The reply should contain every line of the data, repeated exactly, and no pictures.

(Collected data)
▽
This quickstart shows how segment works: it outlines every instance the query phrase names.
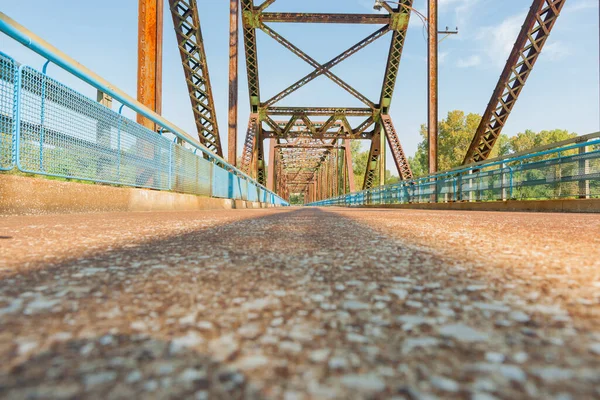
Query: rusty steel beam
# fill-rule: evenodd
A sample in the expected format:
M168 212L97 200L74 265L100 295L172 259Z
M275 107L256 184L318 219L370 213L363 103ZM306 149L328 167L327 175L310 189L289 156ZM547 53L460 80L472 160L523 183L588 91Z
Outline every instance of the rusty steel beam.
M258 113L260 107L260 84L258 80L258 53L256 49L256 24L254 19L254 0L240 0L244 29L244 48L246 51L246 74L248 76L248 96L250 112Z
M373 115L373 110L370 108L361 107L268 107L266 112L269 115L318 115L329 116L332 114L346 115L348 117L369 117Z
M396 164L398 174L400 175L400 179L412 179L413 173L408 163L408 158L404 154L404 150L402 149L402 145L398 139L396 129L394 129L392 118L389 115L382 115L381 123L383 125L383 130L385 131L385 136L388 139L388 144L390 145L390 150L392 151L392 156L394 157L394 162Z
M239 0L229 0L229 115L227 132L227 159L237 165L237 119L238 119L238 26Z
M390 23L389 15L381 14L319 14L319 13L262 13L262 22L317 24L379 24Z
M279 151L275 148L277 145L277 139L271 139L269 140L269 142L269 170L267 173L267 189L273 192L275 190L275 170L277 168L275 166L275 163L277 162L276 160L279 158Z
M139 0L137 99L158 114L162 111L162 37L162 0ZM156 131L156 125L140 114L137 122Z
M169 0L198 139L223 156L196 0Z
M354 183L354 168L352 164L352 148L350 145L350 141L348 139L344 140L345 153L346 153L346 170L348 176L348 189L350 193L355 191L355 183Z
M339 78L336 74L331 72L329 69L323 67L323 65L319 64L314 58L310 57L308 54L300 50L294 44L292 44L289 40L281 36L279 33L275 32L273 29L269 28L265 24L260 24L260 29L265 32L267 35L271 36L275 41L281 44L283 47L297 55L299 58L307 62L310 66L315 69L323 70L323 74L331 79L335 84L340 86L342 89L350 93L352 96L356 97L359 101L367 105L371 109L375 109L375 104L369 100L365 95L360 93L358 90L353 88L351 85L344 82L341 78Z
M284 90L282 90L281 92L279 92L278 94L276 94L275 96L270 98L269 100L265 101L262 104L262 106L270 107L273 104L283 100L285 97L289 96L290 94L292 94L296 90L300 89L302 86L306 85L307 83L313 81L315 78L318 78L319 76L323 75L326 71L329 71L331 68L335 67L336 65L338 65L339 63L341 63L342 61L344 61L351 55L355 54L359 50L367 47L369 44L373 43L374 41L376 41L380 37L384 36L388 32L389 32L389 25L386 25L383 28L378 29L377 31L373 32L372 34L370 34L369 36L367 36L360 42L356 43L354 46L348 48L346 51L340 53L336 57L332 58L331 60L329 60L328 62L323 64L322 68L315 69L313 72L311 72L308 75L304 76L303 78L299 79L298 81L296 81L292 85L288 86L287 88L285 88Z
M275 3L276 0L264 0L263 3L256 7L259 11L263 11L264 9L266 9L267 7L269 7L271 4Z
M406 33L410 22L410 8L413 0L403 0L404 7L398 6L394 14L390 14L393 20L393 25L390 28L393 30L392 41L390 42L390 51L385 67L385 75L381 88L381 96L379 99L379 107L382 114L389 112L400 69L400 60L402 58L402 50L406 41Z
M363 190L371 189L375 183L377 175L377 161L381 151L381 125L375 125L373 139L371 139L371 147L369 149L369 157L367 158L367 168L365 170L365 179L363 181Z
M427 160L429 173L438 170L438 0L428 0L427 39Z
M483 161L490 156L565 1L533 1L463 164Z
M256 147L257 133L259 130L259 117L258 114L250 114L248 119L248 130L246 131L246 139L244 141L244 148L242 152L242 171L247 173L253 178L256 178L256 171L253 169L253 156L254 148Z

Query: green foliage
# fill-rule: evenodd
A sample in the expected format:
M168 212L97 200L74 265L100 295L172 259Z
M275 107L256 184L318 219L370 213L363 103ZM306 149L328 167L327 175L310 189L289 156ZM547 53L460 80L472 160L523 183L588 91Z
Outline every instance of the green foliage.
△
## YOUR SOLUTION
This quickstart shows how segment works: it outlines every instance the query phrase names.
Query: rusty steel beam
# fill-rule: evenodd
A sample in the expected format:
M168 212L97 200L74 265L100 295L172 259Z
M275 107L256 184L318 219L370 213L363 103ZM306 149L328 167L327 175L310 189L289 156ZM547 53L460 80L472 160L523 183L588 91Z
Outline every instance of the rusty steel beam.
M258 113L260 107L260 84L258 80L258 53L256 49L256 24L254 19L254 0L240 0L244 29L244 48L246 51L246 74L248 76L248 96L250 112Z
M373 115L373 110L370 108L361 107L268 107L266 112L269 115L318 115L329 116L332 114L346 115L348 117L369 117Z
M396 164L398 174L400 175L400 179L412 179L413 173L408 163L408 158L404 154L404 150L402 149L402 145L398 139L396 129L394 129L392 118L389 115L382 115L381 123L383 125L383 130L385 131L385 136L388 139L388 144L390 145L390 150L392 151L392 156L394 157L394 162Z
M239 0L229 0L229 115L227 132L227 159L237 165L237 119L238 119L238 26Z
M390 23L389 15L381 14L319 14L319 13L262 13L262 22L317 24L379 24Z
M279 151L275 148L277 145L277 139L271 139L269 140L269 142L269 170L267 173L267 189L273 192L275 190L275 170L277 168L275 166L275 163L277 162L276 160L279 158Z
M139 0L137 99L158 114L162 111L162 37L162 0ZM156 131L156 125L140 114L137 122Z
M169 0L198 139L223 156L196 0Z
M354 183L354 168L352 164L352 148L350 145L350 141L348 139L344 140L345 153L346 153L346 170L348 176L348 189L350 193L355 191L355 183Z
M339 78L336 74L331 72L329 69L323 67L323 65L319 64L314 58L310 57L308 54L300 50L294 44L292 44L289 40L281 36L279 33L275 32L273 29L269 28L265 24L260 24L260 29L265 32L267 35L271 36L275 41L281 44L283 47L297 55L299 58L307 62L310 66L315 69L323 70L323 74L331 79L335 84L340 86L342 89L350 93L352 96L356 97L359 101L367 105L371 109L375 109L375 104L369 100L365 95L360 93L358 90L353 88L351 85L344 82L341 78Z
M284 90L282 90L281 92L279 92L278 94L276 94L275 96L270 98L269 100L265 101L262 104L262 106L270 107L273 104L283 100L285 97L289 96L290 94L292 94L296 90L300 89L302 86L306 85L307 83L313 81L315 78L318 78L319 76L323 75L326 71L329 71L331 68L335 67L336 65L338 65L339 63L341 63L342 61L344 61L351 55L355 54L359 50L367 47L369 44L373 43L374 41L376 41L380 37L384 36L388 32L389 32L389 25L386 25L383 28L378 29L377 31L373 32L372 34L370 34L369 36L367 36L360 42L356 43L354 46L348 48L346 51L340 53L336 57L332 58L331 60L329 60L328 62L323 64L322 68L315 69L313 72L311 72L308 75L304 76L303 78L299 79L298 81L296 81L292 85L288 86L287 88L285 88Z
M275 3L276 0L264 0L263 3L256 7L259 11L263 11L264 9L266 9L267 7L269 7L271 4Z
M406 33L410 22L410 8L413 0L403 0L404 7L398 6L394 14L390 14L393 20L393 25L390 28L393 30L392 41L390 42L390 51L385 67L385 75L381 88L381 96L379 99L379 107L382 114L389 112L400 69L400 60L402 58L402 50L406 41Z
M363 190L371 189L375 183L377 175L377 161L381 151L381 125L375 125L373 139L371 139L371 147L369 149L369 157L367 158L367 168L365 170L365 179L363 181Z
M427 160L429 173L438 170L438 0L428 0L427 39Z
M483 161L490 156L565 1L533 1L463 164Z
M256 147L257 133L259 130L259 117L258 114L250 114L248 119L248 130L246 131L246 139L244 141L244 148L242 152L242 171L247 173L253 178L256 178L256 171L253 169L253 156L254 148Z

Query: green foliage
# fill-rule: evenodd
A sample in the expected format:
M168 212L97 200L74 265L100 295L172 259Z
M275 107L256 184L318 219L370 213L363 103ZM306 149L328 167L327 175L310 189L289 156ZM547 53L460 80L472 160L523 183L588 91Z
Outline every instance of the green foliage.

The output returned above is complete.